%%
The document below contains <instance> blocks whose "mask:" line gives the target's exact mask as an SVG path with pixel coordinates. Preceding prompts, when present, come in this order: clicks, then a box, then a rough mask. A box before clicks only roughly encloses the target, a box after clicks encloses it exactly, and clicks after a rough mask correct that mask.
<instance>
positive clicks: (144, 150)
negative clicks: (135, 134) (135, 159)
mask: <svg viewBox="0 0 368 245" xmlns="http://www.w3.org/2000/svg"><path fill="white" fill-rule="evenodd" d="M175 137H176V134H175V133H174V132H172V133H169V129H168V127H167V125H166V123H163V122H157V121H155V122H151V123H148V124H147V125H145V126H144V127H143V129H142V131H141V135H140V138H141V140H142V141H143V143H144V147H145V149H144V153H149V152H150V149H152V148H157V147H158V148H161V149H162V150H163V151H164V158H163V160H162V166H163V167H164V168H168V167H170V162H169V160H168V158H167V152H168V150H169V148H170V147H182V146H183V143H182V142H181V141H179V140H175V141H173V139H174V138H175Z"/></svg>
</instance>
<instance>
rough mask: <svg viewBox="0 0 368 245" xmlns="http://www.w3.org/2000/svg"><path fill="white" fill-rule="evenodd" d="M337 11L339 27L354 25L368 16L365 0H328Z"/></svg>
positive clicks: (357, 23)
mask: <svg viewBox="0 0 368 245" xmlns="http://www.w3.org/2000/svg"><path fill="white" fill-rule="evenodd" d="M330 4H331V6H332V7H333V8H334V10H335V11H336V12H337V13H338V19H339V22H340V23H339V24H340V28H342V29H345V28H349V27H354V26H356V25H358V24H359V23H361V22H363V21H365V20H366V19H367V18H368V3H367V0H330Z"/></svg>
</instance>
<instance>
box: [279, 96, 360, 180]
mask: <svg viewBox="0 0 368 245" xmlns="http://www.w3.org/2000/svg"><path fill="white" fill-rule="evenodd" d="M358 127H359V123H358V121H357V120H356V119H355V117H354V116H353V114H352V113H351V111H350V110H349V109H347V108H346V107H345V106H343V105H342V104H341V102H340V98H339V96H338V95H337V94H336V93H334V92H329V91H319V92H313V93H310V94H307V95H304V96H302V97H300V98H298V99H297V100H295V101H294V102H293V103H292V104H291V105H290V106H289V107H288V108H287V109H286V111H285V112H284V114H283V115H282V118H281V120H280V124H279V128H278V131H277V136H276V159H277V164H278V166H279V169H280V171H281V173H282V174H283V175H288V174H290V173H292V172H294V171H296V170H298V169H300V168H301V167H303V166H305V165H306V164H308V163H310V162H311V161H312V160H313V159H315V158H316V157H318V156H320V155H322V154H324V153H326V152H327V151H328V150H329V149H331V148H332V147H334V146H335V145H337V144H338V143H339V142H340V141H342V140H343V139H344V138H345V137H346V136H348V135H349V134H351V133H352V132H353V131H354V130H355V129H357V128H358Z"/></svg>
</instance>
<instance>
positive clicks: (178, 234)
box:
%%
> REQUIREMENT
Your reply should be a single number: how many lines in the listing above include the string "rough".

> TASK RESPONSE
2